資料の抜粋 =
──────────────────────────────
ディルタイ

解釈学以前

解釈学は一つのダイナミックな思想運動
常に発展・展開=意味変更
×固定した学説
×確定した方法でもない

始まり
古代ギリシアの解釈術
解釈とは「意味不明な言葉や事柄を
理解可能な言葉で表現し他者に伝達する事」
そのための技法

17~19Cまで西洋の伝統
文献学・神学・法学の「基礎学」「補助学」

17Cシュライエルマッハー「一般解釈学」
「理解」「解釈」の働きそのものを主題化・理論化
→独立した学問…現代の解釈学の出発点。まだ「哲学」ではない
ディルタイ・ハイデガーにより、哲学の核心部へ

方法論的二元論

学問全体を二つに分類
自然科学…「説明」が目的、機械的な因果運動
精神科学…理解する

ドロイゼン(歴史家)…方法論的二元論の先達
自然科学…帰納によって法則を探求、法則に基づいて個々の現象を演繹的に導出する
歴史学…精神の感性的な表現を理解する(形態学)
個別的なもの(特殊的・感性的)を通して全体的なもの(一般的・精神的)を理解する
この相互理解の関係が「解釈学的循環」

根本思想:「生を生それ自身から理解する」 =人間の自己理解

心理学と解釈学

心理学(豊かな内実は捉えられない)としての精神科学の対象は人間的生(の基本的構造の解明)
→「体験」に立ち返ること
体験…心的生・本源的所与
分析… 体験を要素に還元せず、その有機的組織を損わないようにしながらその分肢を分節化すること

ディルタイはこの心理学の考え方を転回
解釈学としての精神科学の対象は「歴史的社会的現実」…体験の表現
→「表現」を通して「体験」を「理解」する…三つの連関が精神科学の原理
これが解釈学=理解の理論

解釈とは

・様々な理解内容を統一にもたらす働き
 あるいは予め理解されていることを
 さらに展開する働き
・未知と既知との間
 →予め理解されていることから出発、
  未知の領域に進んでいくこと
→解釈学的循環(あらゆる解釈の限界)
──────────────────────────────
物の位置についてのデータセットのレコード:
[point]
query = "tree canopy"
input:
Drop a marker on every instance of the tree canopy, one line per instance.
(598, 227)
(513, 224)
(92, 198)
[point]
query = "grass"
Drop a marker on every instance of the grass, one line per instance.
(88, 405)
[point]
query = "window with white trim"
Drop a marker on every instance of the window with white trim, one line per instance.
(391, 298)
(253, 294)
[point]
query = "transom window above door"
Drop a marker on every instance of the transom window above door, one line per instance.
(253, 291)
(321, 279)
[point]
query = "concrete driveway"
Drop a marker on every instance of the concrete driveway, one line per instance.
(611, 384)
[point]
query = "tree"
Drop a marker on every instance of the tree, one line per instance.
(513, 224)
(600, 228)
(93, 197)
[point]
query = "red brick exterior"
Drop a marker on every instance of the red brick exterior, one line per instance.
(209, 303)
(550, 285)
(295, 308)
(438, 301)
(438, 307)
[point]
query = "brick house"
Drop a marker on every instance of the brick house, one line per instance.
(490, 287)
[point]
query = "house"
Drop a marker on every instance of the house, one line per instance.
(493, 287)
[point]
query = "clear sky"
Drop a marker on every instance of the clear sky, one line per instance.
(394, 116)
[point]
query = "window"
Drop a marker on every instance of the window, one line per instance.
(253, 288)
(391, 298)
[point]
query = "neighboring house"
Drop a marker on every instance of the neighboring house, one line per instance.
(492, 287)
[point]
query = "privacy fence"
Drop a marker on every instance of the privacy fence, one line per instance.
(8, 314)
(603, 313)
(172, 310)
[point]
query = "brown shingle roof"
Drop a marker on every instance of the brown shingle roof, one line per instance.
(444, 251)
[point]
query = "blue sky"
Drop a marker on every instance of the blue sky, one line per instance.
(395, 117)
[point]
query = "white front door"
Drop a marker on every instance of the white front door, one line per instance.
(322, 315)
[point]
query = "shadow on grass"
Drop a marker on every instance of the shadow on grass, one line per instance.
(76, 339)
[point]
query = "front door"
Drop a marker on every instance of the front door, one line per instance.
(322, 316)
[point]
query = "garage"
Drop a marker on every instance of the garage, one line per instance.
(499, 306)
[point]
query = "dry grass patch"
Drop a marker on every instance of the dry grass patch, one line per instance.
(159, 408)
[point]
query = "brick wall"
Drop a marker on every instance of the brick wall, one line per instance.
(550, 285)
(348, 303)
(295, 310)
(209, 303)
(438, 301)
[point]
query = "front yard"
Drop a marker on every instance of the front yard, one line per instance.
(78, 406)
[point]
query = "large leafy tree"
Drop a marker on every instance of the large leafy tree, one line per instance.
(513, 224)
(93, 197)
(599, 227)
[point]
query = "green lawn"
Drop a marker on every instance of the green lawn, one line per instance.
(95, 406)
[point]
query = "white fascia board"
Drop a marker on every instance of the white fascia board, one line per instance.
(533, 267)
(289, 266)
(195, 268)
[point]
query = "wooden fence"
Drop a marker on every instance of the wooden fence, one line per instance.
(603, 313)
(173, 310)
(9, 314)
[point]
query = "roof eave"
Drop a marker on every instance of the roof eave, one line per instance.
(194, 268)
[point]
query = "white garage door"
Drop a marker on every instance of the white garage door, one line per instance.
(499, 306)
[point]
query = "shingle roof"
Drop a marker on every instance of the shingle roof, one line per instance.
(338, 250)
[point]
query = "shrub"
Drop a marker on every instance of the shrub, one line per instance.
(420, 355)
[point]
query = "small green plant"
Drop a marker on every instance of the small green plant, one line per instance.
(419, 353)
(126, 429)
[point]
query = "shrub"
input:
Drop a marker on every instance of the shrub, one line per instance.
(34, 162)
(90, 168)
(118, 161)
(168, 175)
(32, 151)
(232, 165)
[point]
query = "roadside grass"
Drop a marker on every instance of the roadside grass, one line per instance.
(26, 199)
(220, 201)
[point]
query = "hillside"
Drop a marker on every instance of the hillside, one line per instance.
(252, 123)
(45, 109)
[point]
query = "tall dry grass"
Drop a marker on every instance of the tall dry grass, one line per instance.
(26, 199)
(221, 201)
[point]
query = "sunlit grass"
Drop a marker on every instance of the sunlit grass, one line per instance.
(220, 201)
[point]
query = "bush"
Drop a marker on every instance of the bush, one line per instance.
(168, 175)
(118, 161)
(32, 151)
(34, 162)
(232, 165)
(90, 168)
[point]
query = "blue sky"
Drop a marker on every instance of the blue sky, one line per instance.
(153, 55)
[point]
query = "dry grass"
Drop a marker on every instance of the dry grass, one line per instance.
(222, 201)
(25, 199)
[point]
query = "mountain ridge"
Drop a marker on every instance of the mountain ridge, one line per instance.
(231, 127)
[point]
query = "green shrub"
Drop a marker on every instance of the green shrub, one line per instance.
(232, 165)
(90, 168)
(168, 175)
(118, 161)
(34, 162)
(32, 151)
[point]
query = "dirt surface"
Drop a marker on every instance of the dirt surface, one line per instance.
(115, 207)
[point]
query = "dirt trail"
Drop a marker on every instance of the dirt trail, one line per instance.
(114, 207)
──────────────────────────────
やること =
a) ディルタイについての資料では、ドロイゼンは何の先達とされていますか。
b) ディルタイについての資料の「17Cシュライエルマッハー「一般解釈学」」から「歴史学…精神の感性的な表現を理解する(形態学)」まで(どちらも含む)を、そのまま書き写してください。

解答 =
a) 方法論的二元論の先達です。

b)
17Cシュライエルマッハー「一般解釈学」
「理解」「解釈」の働きそのものを主題化・理論化
→独立した学問…現代の解釈学の出発点。まだ「哲学」ではない
ディルタイ・ハイデガーにより、哲学の核心部へ

方法論的二元論

学問全体を二つに分類
自然科学…「説明」が目的、機械的な因果運動
精神科学…理解する

ドロイゼン(歴史家)…方法論的二元論の先達
自然科学…帰納によって法則を探求、法則に基づいて個々の現象を演繹的に導出する
歴史学…精神の感性的な表現を理解する(形態学)